WHAT THE TASK REQUIRES — With the line containing "of the black" as the first line and the last line of the records as the final one, reproduce that range exactly.

INPUT —
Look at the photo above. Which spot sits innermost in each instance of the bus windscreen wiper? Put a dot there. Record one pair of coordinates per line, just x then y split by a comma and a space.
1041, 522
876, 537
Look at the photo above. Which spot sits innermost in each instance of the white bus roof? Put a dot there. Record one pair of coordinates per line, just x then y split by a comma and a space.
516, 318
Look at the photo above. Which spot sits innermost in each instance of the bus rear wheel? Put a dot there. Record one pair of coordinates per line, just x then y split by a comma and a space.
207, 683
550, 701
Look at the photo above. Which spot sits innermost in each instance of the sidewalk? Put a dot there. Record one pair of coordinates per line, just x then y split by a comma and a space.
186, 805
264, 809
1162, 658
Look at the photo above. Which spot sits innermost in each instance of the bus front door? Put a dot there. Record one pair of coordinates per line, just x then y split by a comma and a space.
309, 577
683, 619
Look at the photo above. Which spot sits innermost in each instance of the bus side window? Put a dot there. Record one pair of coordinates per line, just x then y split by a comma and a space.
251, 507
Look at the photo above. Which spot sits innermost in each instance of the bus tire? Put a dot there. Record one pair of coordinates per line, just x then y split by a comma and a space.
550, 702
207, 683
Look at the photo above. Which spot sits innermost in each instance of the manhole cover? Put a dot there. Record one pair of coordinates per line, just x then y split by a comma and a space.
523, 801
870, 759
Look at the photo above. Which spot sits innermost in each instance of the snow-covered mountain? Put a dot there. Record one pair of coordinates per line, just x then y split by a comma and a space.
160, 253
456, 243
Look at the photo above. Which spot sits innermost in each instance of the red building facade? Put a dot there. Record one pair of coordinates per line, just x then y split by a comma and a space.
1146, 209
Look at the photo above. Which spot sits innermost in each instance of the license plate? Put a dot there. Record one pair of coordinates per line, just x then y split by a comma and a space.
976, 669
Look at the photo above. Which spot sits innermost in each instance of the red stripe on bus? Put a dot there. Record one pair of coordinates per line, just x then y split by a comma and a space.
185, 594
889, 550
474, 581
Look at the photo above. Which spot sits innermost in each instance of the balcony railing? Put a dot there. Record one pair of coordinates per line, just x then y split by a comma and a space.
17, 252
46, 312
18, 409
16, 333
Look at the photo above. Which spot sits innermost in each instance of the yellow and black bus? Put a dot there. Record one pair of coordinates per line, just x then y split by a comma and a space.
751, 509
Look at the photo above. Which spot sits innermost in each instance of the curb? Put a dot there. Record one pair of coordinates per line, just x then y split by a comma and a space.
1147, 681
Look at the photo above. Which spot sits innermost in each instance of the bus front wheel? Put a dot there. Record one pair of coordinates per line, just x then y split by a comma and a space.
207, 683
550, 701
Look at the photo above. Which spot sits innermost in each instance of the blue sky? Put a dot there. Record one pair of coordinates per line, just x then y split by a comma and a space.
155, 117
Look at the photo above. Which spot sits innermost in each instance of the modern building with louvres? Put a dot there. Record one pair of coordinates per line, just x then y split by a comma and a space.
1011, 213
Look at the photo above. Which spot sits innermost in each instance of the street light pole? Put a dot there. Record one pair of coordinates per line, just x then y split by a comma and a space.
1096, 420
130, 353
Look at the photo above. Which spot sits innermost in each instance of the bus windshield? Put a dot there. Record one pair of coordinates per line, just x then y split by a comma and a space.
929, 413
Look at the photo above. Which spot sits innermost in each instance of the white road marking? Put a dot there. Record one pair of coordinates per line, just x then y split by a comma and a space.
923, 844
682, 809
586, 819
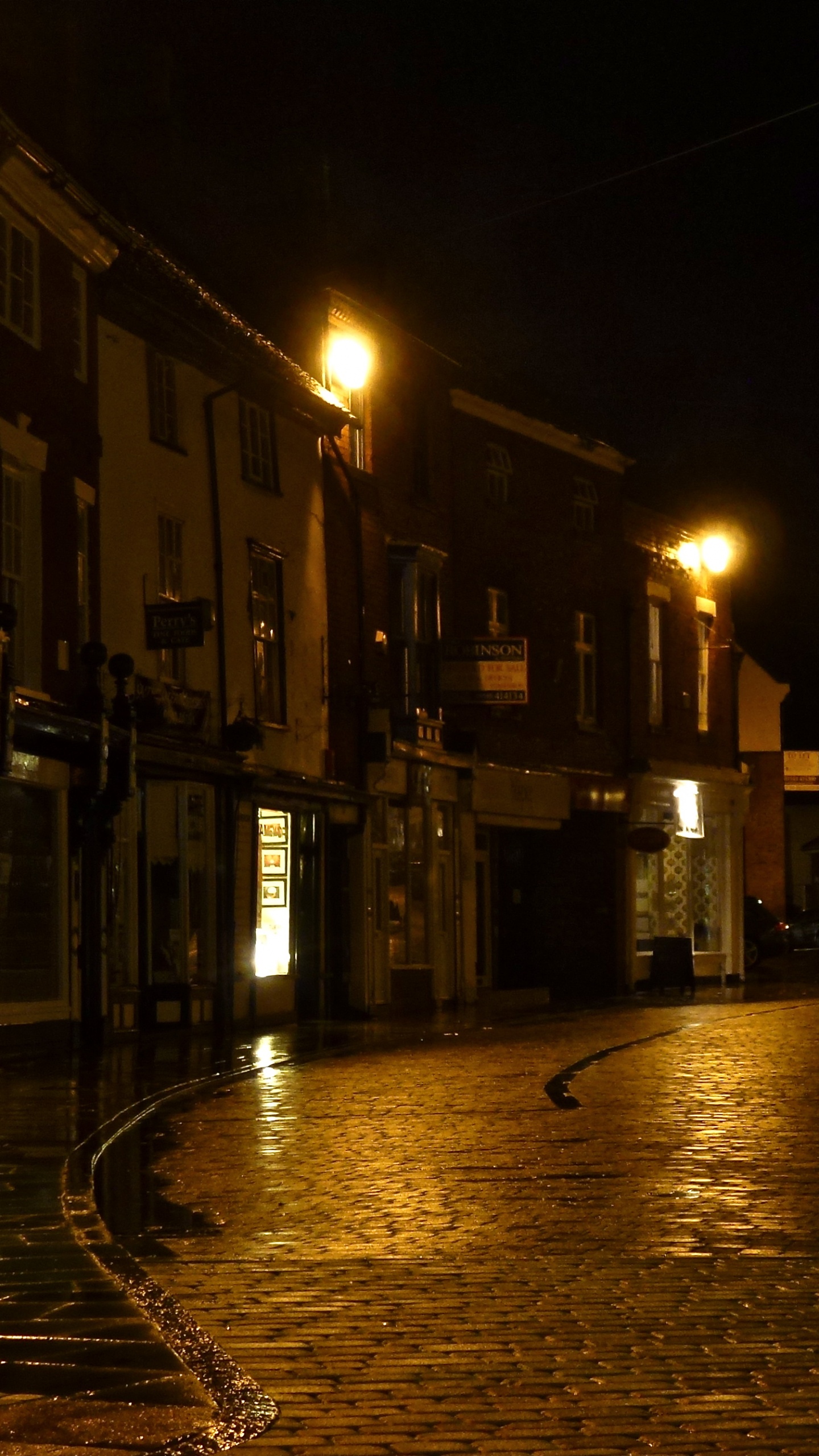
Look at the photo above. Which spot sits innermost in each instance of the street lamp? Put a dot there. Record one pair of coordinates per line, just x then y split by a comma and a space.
716, 554
349, 362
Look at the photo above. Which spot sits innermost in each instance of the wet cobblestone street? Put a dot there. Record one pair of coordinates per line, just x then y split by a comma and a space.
417, 1251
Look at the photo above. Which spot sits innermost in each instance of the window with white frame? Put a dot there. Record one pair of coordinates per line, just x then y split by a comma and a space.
79, 324
18, 276
258, 465
499, 474
268, 643
162, 399
585, 504
703, 656
498, 612
586, 656
84, 630
169, 533
655, 664
12, 562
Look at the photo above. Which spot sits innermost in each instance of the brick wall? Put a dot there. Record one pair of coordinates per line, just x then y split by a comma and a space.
766, 832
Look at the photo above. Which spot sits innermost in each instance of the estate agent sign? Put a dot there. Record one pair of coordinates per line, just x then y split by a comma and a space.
486, 670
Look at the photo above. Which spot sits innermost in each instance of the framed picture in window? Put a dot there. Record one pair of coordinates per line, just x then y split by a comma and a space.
274, 862
274, 893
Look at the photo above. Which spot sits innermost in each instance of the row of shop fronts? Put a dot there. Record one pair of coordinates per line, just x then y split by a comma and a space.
234, 901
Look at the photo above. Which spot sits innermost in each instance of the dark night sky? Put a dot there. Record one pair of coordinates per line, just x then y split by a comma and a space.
672, 313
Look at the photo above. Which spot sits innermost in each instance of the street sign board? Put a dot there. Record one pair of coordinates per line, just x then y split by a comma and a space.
486, 670
177, 623
802, 769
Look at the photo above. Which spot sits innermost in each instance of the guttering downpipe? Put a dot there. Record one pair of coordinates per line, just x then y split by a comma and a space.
218, 555
356, 500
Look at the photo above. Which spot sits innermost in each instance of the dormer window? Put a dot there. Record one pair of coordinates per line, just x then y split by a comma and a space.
499, 475
585, 504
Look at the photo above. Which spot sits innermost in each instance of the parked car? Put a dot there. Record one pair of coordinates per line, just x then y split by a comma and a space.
764, 935
805, 929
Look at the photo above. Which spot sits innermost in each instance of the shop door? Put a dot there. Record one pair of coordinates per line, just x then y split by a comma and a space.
445, 921
180, 916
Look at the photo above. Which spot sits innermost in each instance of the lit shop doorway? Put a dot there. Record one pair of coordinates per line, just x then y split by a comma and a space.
180, 912
289, 905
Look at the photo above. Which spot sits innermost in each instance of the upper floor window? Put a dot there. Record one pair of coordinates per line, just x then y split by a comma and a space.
267, 612
414, 619
258, 462
79, 324
498, 612
586, 656
585, 504
18, 276
655, 664
162, 398
499, 475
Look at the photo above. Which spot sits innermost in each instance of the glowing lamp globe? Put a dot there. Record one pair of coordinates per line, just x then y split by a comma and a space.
349, 362
716, 554
688, 555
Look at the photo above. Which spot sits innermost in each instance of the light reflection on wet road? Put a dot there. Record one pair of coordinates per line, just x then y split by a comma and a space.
416, 1251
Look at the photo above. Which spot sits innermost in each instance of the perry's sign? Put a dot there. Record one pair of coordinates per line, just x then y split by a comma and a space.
178, 623
486, 670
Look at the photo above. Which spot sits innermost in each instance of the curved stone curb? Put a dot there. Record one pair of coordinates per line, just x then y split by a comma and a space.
557, 1087
242, 1408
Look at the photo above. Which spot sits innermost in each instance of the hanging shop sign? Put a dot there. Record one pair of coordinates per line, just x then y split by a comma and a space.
802, 769
486, 670
177, 623
649, 839
688, 810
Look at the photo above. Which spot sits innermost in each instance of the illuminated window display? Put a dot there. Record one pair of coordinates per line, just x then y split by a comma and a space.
273, 896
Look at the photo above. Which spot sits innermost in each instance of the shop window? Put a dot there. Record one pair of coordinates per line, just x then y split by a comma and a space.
585, 506
258, 456
171, 564
18, 276
498, 612
586, 657
499, 475
30, 895
79, 324
703, 663
181, 877
273, 893
162, 399
414, 634
268, 646
407, 886
655, 664
678, 892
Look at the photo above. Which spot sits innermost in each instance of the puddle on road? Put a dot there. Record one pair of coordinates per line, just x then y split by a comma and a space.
131, 1194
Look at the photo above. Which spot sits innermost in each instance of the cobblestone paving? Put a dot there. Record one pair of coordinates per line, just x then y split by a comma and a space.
420, 1254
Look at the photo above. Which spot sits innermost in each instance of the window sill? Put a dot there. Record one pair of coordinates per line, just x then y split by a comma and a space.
168, 445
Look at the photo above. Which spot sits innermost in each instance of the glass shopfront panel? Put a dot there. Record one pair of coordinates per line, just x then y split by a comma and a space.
273, 893
678, 892
30, 895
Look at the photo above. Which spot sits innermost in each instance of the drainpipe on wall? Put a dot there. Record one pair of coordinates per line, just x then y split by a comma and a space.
226, 800
218, 555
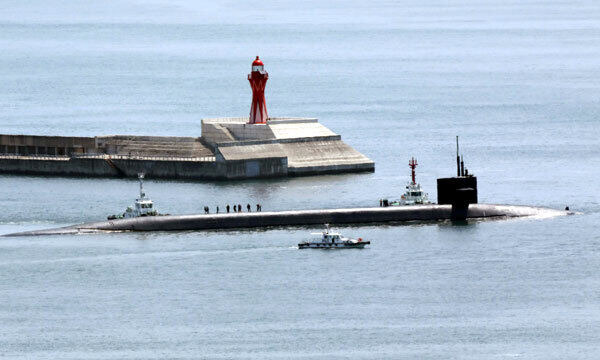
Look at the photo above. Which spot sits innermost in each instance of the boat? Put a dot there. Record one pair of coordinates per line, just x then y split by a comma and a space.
331, 240
143, 206
414, 194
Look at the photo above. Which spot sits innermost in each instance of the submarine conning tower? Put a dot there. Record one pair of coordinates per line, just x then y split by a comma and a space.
459, 191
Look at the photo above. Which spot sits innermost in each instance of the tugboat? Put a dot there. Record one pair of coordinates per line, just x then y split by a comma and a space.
143, 206
331, 240
414, 194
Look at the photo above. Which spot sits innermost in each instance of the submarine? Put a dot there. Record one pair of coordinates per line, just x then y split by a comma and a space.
457, 201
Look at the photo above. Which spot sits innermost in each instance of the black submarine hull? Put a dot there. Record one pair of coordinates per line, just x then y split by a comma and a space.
428, 212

EXPECTED OUTPUT —
Look at the photo above. Which spot sits innermost in each instance of the black submarine hull? Put a dot there. Record one pair of coordinates per line, just x then y split by a comma and a space.
428, 212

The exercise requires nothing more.